• [What this task involves]:
Nothing in the entries should be altered. Write them out in full.

• [Data records]:
::::::::

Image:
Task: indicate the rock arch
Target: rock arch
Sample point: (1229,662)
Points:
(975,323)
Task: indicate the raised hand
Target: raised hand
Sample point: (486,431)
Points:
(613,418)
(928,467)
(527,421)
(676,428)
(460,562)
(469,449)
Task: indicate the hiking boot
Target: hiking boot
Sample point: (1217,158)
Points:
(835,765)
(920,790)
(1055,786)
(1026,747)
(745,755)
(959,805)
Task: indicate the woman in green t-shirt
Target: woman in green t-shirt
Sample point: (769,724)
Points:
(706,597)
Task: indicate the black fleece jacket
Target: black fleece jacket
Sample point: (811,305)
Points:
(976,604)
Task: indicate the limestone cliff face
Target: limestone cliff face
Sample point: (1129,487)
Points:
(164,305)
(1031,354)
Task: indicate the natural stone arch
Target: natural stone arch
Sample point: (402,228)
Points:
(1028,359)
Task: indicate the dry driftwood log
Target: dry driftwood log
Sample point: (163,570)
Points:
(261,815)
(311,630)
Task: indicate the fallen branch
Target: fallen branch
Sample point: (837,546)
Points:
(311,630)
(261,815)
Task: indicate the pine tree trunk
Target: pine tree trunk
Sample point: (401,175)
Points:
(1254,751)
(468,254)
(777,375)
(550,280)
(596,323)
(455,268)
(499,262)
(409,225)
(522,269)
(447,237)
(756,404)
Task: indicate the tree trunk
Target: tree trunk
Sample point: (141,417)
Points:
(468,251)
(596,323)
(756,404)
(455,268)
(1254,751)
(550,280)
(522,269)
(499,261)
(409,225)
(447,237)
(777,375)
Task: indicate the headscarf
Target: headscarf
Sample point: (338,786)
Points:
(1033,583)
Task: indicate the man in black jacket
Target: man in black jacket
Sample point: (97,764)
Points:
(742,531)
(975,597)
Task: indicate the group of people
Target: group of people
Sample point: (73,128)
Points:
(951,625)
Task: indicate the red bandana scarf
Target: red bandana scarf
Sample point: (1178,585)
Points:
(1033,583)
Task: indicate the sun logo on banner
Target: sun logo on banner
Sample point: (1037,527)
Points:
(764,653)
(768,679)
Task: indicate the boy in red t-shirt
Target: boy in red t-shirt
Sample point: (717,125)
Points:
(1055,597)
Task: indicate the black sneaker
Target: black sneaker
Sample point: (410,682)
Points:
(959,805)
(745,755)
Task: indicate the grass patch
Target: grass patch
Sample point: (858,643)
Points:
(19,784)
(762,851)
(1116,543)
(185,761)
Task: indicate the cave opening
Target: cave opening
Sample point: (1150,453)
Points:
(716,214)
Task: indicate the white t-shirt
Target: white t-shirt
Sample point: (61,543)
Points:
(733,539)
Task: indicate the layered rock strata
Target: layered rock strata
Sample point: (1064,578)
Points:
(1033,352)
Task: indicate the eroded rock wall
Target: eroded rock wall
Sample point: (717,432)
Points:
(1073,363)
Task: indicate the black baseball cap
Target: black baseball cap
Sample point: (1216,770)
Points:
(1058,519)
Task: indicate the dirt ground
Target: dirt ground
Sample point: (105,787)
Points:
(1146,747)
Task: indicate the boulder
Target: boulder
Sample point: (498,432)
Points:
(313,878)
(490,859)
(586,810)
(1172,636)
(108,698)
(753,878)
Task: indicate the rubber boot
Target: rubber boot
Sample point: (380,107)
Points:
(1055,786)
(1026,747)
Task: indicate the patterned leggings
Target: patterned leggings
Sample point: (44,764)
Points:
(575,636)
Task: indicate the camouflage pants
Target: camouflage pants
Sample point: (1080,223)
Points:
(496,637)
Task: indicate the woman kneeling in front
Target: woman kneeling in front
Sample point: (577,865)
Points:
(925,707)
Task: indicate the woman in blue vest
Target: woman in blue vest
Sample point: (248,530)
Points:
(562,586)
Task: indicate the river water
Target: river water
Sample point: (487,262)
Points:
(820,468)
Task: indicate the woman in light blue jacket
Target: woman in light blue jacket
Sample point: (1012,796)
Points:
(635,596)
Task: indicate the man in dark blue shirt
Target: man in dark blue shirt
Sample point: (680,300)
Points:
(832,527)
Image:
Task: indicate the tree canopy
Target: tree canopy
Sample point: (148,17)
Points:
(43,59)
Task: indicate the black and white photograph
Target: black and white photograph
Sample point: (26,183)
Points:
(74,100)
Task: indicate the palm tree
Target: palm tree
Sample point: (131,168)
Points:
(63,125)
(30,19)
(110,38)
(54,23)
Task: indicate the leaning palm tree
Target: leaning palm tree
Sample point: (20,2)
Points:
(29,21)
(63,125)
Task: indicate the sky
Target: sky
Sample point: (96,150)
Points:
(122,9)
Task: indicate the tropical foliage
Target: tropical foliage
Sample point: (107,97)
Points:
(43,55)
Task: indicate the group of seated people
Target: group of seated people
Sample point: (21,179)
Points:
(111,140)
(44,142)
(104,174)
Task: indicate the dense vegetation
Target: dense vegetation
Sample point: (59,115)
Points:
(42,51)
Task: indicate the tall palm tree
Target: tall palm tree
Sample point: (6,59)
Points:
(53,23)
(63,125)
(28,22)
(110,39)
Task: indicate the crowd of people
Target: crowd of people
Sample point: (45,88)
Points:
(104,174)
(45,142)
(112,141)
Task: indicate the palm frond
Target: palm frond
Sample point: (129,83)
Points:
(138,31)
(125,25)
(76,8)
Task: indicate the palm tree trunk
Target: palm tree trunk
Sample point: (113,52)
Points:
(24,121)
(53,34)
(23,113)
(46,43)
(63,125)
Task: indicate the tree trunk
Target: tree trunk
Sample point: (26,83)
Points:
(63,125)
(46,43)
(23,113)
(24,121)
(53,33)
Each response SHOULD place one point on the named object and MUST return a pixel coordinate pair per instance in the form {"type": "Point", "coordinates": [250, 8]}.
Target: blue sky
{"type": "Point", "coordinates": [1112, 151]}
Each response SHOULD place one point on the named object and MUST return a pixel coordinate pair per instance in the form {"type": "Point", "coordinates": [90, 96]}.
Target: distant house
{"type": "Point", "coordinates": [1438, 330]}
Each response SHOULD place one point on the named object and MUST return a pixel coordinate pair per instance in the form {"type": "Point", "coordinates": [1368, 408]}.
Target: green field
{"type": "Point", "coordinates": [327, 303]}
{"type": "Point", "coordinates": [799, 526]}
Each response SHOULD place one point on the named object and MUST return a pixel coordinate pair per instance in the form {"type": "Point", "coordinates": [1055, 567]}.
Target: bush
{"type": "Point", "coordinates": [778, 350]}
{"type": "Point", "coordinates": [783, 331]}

::::::::

• [Answer space]:
Image:
Task: indicate the rock arch
Target: rock arch
Sample point: (1229,662)
Points:
(975,323)
Task: indicate the raised hand
Target: raised hand
Sample point: (486,431)
Points:
(613,418)
(928,467)
(527,421)
(676,428)
(460,562)
(469,449)
Task: indicate the hiking boot
Target: hiking boot
Sample point: (1217,158)
Points:
(835,765)
(920,790)
(1055,786)
(1026,747)
(745,755)
(959,805)
Task: indicate the woman in green t-shirt
Target: woman in green t-shirt
Sample point: (769,724)
Points:
(706,597)
Task: indicate the black fleece jacket
Target: black fleece jacket
Sample point: (811,305)
Points:
(976,604)
Task: indicate the limestone cliff face
Target: limestone cliff face
Sample point: (1129,487)
Points:
(164,305)
(1031,354)
Task: indicate the natural stone arch
Target: natural stone arch
Sample point: (402,228)
Points:
(1028,359)
Task: indicate the dry driftwood log
Target: dry driftwood log
Sample point: (163,570)
Points:
(261,815)
(311,630)
Task: indicate the fallen branch
Target: fallen branch
Sample point: (837,546)
Points:
(311,630)
(261,815)
Task: indicate the pine tree trunk
Target: pine tree trunk
Sample point: (401,175)
Points:
(1254,751)
(468,254)
(777,375)
(550,280)
(596,323)
(455,268)
(499,262)
(409,225)
(522,269)
(447,237)
(756,404)
Task: indicate the tree trunk
Target: tree trunk
Sample point: (141,417)
Points:
(468,251)
(596,323)
(756,404)
(455,268)
(1254,751)
(550,280)
(522,269)
(499,261)
(409,225)
(447,237)
(777,375)
Task: indicate the headscarf
Target: headscarf
Sample point: (338,786)
Points:
(1033,583)
Task: indicate the man in black jacket
Target: man in black jacket
Sample point: (97,764)
Points:
(742,531)
(975,597)
Task: indicate the group of people
Target: group of people
Sample point: (73,128)
Points:
(951,625)
Task: indicate the red bandana scarf
Target: red bandana scarf
Sample point: (1178,585)
Points:
(1033,583)
Task: indicate the sun logo on banner
Target: sun logo on banner
Sample point: (1037,527)
Points:
(764,653)
(768,679)
Task: indicate the boy in red t-shirt
Target: boy in red t-shirt
Sample point: (717,125)
Points:
(1055,597)
Task: indicate the black sneaker
Target: black sneaker
Sample point: (410,682)
Points:
(959,805)
(745,755)
Task: indicate the grass patch
Target: grass patch
Sample point: (858,643)
Points:
(19,784)
(762,851)
(1116,543)
(185,761)
Task: indicate the cave opening
Target: cave opening
Sample point: (1150,453)
Points:
(716,214)
Task: indicate the white t-shirt
Target: white t-shirt
Sample point: (61,543)
Points:
(733,539)
Task: indicate the layered rock strata
Target: layered rock strata
Sample point: (1064,578)
Points:
(1033,352)
Task: indicate the eroded rock wall
Target: eroded rock wall
Sample point: (717,432)
Points:
(1073,363)
Task: indicate the black baseball cap
Target: black baseball cap
Sample point: (1216,770)
Points:
(1058,519)
Task: indicate the dirt ground
Target: dirt ground
Sample point: (105,787)
Points:
(1146,747)
Task: indicate the boulder
Target: boulder
Sample point: (498,432)
Points:
(313,878)
(490,859)
(586,810)
(1172,636)
(108,698)
(753,878)
Task: indicate the rubber boot
Target: rubber boot
Sample point: (380,107)
Points:
(1055,786)
(1026,747)
Task: indicate the patterned leggings
Target: patterned leggings
Sample point: (44,764)
Points:
(575,636)
Task: indicate the camouflage pants
Target: camouflage pants
Sample point: (1080,223)
Points:
(496,637)
Task: indicate the woman kneeling in front
Target: woman kneeling in front
Sample point: (577,865)
Points:
(925,707)
Task: indicate the woman in blue vest
Target: woman in blue vest
Sample point: (248,530)
Points:
(562,586)
Task: indicate the river water
Target: river water
Sample point: (487,262)
Points:
(820,468)
Task: indicate the woman in light blue jacket
Target: woman in light blue jacket
Sample point: (1012,796)
Points:
(635,596)
Task: indicate the man in dark blue shirt
Target: man in dark blue shirt
Sample point: (680,300)
Points:
(832,527)
Image:
Task: indicate the tree canopy
Target: tree canopy
Sample point: (148,17)
Points:
(43,59)
Task: indicate the black and white photograph
Target: black and white photograph
Sample point: (26,183)
Points:
(74,100)
Task: indicate the palm tree
Target: palm tree
Sample point: (131,168)
Points:
(63,125)
(30,19)
(110,38)
(54,23)
Task: indicate the leaning palm tree
Target: leaning palm tree
Sample point: (20,2)
Points:
(29,21)
(63,125)
Task: indicate the sky
Target: sky
Sample point: (96,150)
Points:
(122,9)
Task: indicate the tropical foliage
Target: tropical foliage
Sample point: (107,97)
Points:
(43,55)
Task: indicate the group of seated people
Target: group of seated people
Sample point: (21,179)
Points:
(111,140)
(44,142)
(104,174)
Task: indicate the dense vegetation
Target: dense vegetation
Sample point: (59,115)
Points:
(42,51)
Task: indicate the tall palm tree
Target: tall palm tree
Sample point: (6,59)
Points:
(53,23)
(63,125)
(28,22)
(110,39)
Task: indicate the crowd of people
Target: crowd of people
Sample point: (45,88)
Points:
(104,174)
(45,142)
(112,141)
Task: indicate the palm frond
Target: palm frond
Sample point: (129,83)
Points:
(138,31)
(125,25)
(76,8)
Task: indicate the palm tree trunk
Target: palm tree trunk
Sample point: (113,52)
Points:
(24,121)
(53,34)
(23,113)
(46,43)
(63,125)
Task: indicate the tree trunk
Target: tree trunk
Sample point: (26,83)
Points:
(63,125)
(46,43)
(23,113)
(24,121)
(53,33)
Each response SHOULD place one point on the named object and MUST return a pixel coordinate pair per instance in the form {"type": "Point", "coordinates": [250, 8]}.
Target: blue sky
{"type": "Point", "coordinates": [1112, 151]}
Each response SHOULD place one point on the named object and MUST return a pixel coordinate pair per instance in the form {"type": "Point", "coordinates": [90, 96]}.
Target: distant house
{"type": "Point", "coordinates": [1438, 330]}
Each response SHOULD place one point on the named object and MUST return a pixel coordinate pair per instance in the form {"type": "Point", "coordinates": [1368, 408]}.
Target: green field
{"type": "Point", "coordinates": [327, 303]}
{"type": "Point", "coordinates": [799, 526]}
Each response SHOULD place one point on the named object and MUST return a pixel coordinate pair per instance in the form {"type": "Point", "coordinates": [1055, 567]}.
Target: bush
{"type": "Point", "coordinates": [778, 350]}
{"type": "Point", "coordinates": [783, 331]}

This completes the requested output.